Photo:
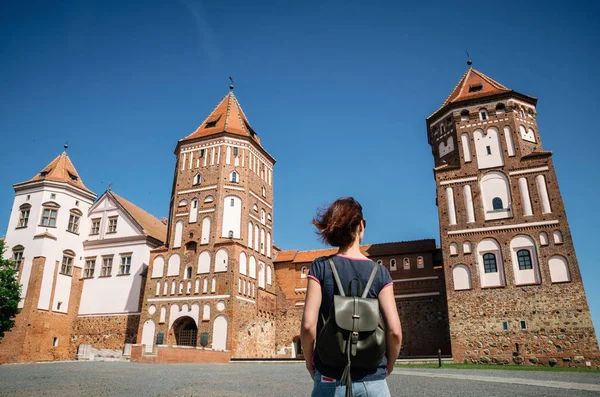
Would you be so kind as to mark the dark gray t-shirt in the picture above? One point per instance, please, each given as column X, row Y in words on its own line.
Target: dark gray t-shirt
column 347, row 268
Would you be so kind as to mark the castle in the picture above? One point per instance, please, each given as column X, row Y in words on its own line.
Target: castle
column 208, row 285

#####

To be done.
Output only the lines from the one holding "Would you be so kind as to mark the castle" through the last line above, exactly as they appear.

Result of the task.
Would you be so kind as to mark the castle in the picture above? One point per instance, please, each given as column X, row Y in words on its own line.
Target: castle
column 208, row 285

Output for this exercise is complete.